**INFORMATION GIVEN:**
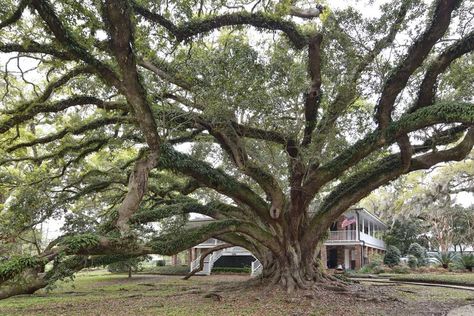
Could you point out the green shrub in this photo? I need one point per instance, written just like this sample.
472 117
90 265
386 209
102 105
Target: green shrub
392 256
467 261
445 259
366 269
419 252
167 270
375 260
245 270
378 269
412 262
400 269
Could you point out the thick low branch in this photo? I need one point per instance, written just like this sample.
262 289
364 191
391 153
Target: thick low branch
347 92
32 47
313 96
415 56
95 124
137 187
213 178
216 210
439 113
426 94
204 25
67 39
117 15
16 15
57 106
378 174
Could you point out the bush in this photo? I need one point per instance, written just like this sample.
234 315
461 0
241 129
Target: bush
245 270
401 269
412 262
467 261
445 259
419 252
167 270
375 260
392 256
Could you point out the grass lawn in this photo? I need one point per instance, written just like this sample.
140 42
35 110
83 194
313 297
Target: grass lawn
454 278
100 293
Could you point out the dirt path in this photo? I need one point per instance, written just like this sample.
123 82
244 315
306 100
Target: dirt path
169 295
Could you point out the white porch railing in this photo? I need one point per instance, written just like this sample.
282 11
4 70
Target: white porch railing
372 240
342 235
256 268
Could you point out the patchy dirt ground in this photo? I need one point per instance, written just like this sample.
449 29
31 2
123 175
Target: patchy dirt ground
105 294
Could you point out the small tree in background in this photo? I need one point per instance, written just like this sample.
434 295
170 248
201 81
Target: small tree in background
467 261
413 262
392 256
445 258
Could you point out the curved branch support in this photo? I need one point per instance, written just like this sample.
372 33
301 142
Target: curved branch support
137 187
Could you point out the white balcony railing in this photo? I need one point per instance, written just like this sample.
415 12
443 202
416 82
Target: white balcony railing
342 235
372 240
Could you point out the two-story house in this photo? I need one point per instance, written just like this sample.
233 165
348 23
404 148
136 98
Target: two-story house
351 240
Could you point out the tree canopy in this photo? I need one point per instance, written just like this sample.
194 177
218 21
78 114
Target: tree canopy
272 117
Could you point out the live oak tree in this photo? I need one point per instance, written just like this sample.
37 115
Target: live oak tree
290 114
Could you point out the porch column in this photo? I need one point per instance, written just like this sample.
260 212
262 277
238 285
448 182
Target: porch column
190 256
358 256
324 257
347 258
174 260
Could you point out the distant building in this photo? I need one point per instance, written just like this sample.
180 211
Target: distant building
352 239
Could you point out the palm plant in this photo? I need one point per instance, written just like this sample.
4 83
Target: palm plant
445 258
467 261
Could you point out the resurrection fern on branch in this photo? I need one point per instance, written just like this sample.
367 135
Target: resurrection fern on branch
272 118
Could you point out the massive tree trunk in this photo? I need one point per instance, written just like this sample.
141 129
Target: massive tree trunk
292 268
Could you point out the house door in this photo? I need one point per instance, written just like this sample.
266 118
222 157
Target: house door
332 258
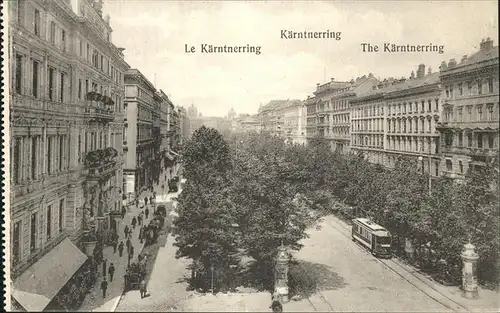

**TO DO:** Find every line in the items above that contains the string "story", treating uppercase and lowercase as different, and copy each of those lines.

**EXERCISE SOLUTION:**
Could you point out the two-story house in this photo? I need one point per instance, written just like this sample.
Target: two-story house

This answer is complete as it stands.